Acciones requeridas:
a) Según el fragmento sobre la crisis del virus, ¿qué aniversario se cumple?
b) Resume en dos oraciones, por favor, el fragmento sobre la crisis del virus.
c) Prolonga el fragmento sobre la crisis del virus a partir de su última oración.

Fragmento del documento:
■ ■ ■ ■ ■ ■ ■

Se lee de todo estos días. Y de las lecturas se extraen, más que nunca, conclusiones contrapuestas sobre lo que va a ser el nuevo gran escenario de nuestras vidas. El pequeño ya lo sufrimos. Dejando a un lado las teorías apocalípticas de que estamos ante el principio del fin, nos encontramos con otras más fundadas de que el mundo se enfrenta a una gran recesión económica y al mismo sentimiento que en el siglo pasado alimentó el nacionalismo. La incertidumbre que siembra el virus aprieta y el 75º aniversario del final de la Segunda Guerra Mundial, unido al auge populista, empujan a conjeturas que, en otro tiempo no demasiado remoto, hubiéramos descartado. Ahora, en cambio, no. Se extiende la opinión de que estamos viviendo el ensayo general de una crisis todavía más grave. Tenemos también la versión mucho más confiada y esperanzadora de Ursula von der Leyden que sostiene que la Unión Europea saldrá fortalecida de esta emergencia sacando provecho de las lecciones de Robert Schuman, aunque en la clase política no parece haber nadie de esa estirpe.

■ ■ ■ ■ ■ ■ ■

(Entradas del conjunto de datos)
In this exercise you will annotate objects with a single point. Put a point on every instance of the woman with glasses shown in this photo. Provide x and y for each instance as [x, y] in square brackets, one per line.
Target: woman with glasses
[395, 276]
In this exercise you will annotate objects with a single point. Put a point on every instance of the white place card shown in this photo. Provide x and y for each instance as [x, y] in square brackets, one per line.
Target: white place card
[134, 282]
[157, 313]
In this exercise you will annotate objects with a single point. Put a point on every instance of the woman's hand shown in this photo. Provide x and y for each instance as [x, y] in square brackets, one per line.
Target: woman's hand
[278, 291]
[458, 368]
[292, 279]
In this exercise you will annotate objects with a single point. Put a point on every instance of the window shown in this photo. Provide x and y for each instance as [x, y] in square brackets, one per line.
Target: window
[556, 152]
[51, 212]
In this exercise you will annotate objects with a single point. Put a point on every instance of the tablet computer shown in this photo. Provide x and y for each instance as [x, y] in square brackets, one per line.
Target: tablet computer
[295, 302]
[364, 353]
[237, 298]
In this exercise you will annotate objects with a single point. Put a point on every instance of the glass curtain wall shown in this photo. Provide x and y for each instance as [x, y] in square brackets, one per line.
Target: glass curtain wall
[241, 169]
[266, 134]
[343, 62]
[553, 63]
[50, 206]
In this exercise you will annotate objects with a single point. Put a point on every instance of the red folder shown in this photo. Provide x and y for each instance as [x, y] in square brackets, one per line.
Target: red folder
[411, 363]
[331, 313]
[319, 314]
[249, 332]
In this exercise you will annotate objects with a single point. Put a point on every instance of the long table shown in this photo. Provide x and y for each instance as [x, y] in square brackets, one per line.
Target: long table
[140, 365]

■ ■ ■ ■ ■ ■ ■

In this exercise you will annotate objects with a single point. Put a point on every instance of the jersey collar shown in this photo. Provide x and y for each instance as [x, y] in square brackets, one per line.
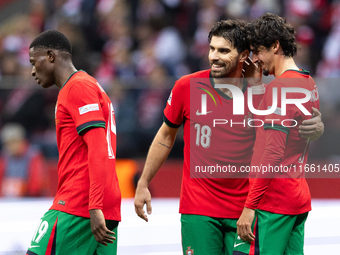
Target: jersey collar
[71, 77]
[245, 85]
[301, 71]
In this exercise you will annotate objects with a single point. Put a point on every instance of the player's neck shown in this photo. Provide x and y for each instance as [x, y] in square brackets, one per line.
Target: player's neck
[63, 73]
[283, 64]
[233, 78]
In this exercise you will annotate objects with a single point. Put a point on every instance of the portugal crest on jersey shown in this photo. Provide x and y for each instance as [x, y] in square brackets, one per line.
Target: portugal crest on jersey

■ ■ ■ ■ ■ ■ ■

Respuestas por punto:
a) El 75.º aniversario del final de la Segunda Guerra Mundial.

b) Ante la incertidumbre que siembra el virus se extraen conclusiones contrapuestas sobre el futuro: las más fundadas apuntan a una gran recesión económica y al mismo sentimiento que en el siglo pasado alimentó el nacionalismo, y se extiende la opinión de que vivimos el ensayo general de una crisis aún más grave. En una versión más esperanzadora, Ursula von der Leyden sostiene que la Unión Europea saldrá fortalecida aprovechando las lecciones de Robert Schuman, aunque en la clase política no parece haber nadie de esa estirpe.

c)
Sería bueno que la UE de las democracias liberales, con las debidas correcciones para lograr una Europa más justa y menos egoísta, saliese reforzada y mostrase su mejor cara ante las dificultades, ofreciendo las dosis oportunas de coraje, buena vecindad y solidaridad, como sucedió tras la derrota del nazismo. Pero el pasado nos enseña, igualmente, cómo se tienden las peores emboscadas; un pesimista no deja de ser un optimista curado por la Historia. El ideal es una Europa sin fronteras frente a los que las quieren imponer por razones identitarias y xenófobas buscando pescar en el río revuelto: la catástrofe sanitaria y económica, y el miedo. El miedo es el carburante que mueve los más bajos instintos como se ha demostrado tantas veces anteriormente. Los ciudadanos hipnotizados como en "El mundo feliz", que contaba Huxley, no son los idóneos para combatirlo.